INPUT:
************
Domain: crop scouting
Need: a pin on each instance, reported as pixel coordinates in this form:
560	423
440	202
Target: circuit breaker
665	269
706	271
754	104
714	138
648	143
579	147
************
PROBLEM DESCRIPTION: Each record above should be given again exactly as it appears.

OUTPUT OF THE EXERCISE:
Domain: crop scouting
Need: a pin on each instance, reported as pixel coordinates in this form:
560	423
440	202
Target: circuit breaker
665	269
706	271
754	104
714	138
648	143
579	147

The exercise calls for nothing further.